--- START OF SELECTED EXCERPT ---

MINUTES OF THE EXTRAORDINARY GENERAL MEETING OF THE COMPANY HELD AT 11:00 AM UK TIME, 12 DECEMBER 2025, AT 10 FINSBURY SQUARE, LONDON, EC2A 1AF, ENGLAND.

Present:

See Schedule I

In Attendance:

See Schedule II

IT WAS RESOLVED THAT Vidar Jerstad be appointed Chairman and Secretary of the meeting.

GENERAL

1. Notice, quorum and voting

  • 1.1. The Chairman noted that notice of the meeting (the "Notice") had been sent to the Shareholders on or about 27 November 2025 in accordance with the Articles of Association and that, accordingly, due notice of the meeting had been given.
  • 1.2. The Chairman noted that a quorum exists when there are one or more Shareholders present in person or by proxy holding not less than one-third of the issued Shares of the Company carrying the right to vote at the meeting in question. The Chairman explained that a total of 105,386,929 shares, or 68.64% of the total 153,543,734 shares entitled to vote, were present in person or by proxy and that, accordingly, a quorum was present.
  • 1.3. The Chairman declared that in order to accurately reflect the views of the shareholders of the Company a poll would be conducted on each of the resolutions put to the meeting.

SPECIAL BUSINESS

Special Resolutions

2. Amendment of Articles of Association

  • 2.1. The Chairman noted that in accordance with the Notice of the Extraordinary General Meeting of the Company, it was proposed that the Company approve the amendment of the Company's articles of association to include a new Article 162 incorporating mandatory bid provisions relating to the Company's listing on the Oslo Euronext Growth market.
  • 2.2. IT WAS RESOLVED BY WAY OF SPECIAL RESOLUTION with 105,386,828 shares voting "FOR" (representing 100% of the shares in attendance in person or by proxy) and 101 shares voting "AGAINST" (representing 0% of the shares in attendance in person or by proxy) THAT the amendment of the Company's articles of association to include a new

  • Article 162 incorporating mandatory bid provisions relating to the Company's listing on the Oslo Euronext Growth market be and is hereby approved, ratified and confirmed.

--- END OF SELECTED EXCERPT ---
--- START OF RECORDED INFORMATION ---

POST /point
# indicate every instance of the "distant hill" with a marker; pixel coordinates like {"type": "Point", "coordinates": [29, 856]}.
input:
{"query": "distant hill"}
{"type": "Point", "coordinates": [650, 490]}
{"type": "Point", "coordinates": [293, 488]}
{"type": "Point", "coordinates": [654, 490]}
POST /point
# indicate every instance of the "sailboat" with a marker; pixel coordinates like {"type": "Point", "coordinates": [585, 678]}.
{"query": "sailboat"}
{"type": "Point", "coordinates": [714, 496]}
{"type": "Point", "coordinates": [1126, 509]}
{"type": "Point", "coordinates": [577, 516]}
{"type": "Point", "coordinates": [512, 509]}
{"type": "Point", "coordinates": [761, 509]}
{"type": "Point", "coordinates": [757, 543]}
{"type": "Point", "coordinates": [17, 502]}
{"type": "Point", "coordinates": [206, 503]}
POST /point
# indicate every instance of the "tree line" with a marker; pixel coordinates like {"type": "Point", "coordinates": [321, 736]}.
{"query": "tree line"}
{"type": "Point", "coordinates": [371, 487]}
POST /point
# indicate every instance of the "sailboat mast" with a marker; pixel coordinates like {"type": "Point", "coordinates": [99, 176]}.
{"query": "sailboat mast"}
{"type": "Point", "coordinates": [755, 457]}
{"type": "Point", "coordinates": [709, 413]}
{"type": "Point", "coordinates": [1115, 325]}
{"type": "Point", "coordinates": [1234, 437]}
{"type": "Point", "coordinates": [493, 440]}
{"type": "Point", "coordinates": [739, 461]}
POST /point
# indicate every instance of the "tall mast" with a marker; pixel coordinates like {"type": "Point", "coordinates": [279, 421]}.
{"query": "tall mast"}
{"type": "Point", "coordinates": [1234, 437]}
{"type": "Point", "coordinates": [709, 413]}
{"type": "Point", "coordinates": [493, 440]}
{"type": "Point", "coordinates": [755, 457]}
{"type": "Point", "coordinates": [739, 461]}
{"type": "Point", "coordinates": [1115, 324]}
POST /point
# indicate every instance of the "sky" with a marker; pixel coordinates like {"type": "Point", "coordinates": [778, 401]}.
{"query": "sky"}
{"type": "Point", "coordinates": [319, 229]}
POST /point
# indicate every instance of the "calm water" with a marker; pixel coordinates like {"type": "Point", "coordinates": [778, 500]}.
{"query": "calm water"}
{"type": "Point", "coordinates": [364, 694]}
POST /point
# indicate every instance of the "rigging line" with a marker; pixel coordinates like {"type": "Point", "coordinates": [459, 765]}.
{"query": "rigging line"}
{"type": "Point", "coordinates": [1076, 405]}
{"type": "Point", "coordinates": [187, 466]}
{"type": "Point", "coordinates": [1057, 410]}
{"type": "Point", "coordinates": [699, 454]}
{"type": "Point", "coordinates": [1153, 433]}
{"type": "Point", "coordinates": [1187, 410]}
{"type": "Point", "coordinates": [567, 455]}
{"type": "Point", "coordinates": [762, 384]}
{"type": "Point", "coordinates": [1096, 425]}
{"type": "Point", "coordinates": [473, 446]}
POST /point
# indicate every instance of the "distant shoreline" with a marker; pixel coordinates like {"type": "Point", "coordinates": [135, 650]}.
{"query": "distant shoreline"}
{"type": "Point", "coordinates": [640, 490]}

--- END OF RECORDED INFORMATION ---

* REQUEST
Reproduce the meeting minutes in full, word for word. The material has no connection to the meeting minutes.

* ANSWER TO THIS TASK
MINUTES OF THE EXTRAORDINARY GENERAL MEETING OF THE COMPANY HELD AT 11:00 AM UK TIME, 12 DECEMBER 2025, AT 10 FINSBURY SQUARE, LONDON, EC2A 1AF, ENGLAND.

Present:

See Schedule I

In Attendance:

See Schedule II

IT WAS RESOLVED THAT Vidar Jerstad be appointed Chairman and Secretary of the meeting.

GENERAL

1. Notice, quorum and voting

  • 1.1. The Chairman noted that notice of the meeting (the "Notice") had been sent to the Shareholders on or about 27 November 2025 in accordance with the Articles of Association and that, accordingly, due notice of the meeting had been given.
  • 1.2. The Chairman noted that a quorum exists when there are one or more Shareholders present in person or by proxy holding not less than one-third of the issued Shares of the Company carrying the right to vote at the meeting in question. The Chairman explained that a total of 105,386,929 shares, or 68.64% of the total 153,543,734 shares entitled to vote, were present in person or by proxy and that, accordingly, a quorum was present.
  • 1.3. The Chairman declared that in order to accurately reflect the views of the shareholders of the Company a poll would be conducted on each of the resolutions put to the meeting.

SPECIAL BUSINESS

Special Resolutions

2. Amendment of Articles of Association

  • 2.1. The Chairman noted that in accordance with the Notice of the Extraordinary General Meeting of the Company, it was proposed that the Company approve the amendment of the Company's articles of association to include a new Article 162 incorporating mandatory bid provisions relating to the Company's listing on the Oslo Euronext Growth market.
  • 2.2. IT WAS RESOLVED BY WAY OF SPECIAL RESOLUTION with 105,386,828 shares voting "FOR" (representing 100% of the shares in attendance in person or by proxy) and 101 shares voting "AGAINST" (representing 0% of the shares in attendance in person or by proxy) THAT the amendment of the Company's articles of association to include a new

  • Article 162 incorporating mandatory bid provisions relating to the Company's listing on the Oslo Euronext Growth market be and is hereby approved, ratified and confirmed.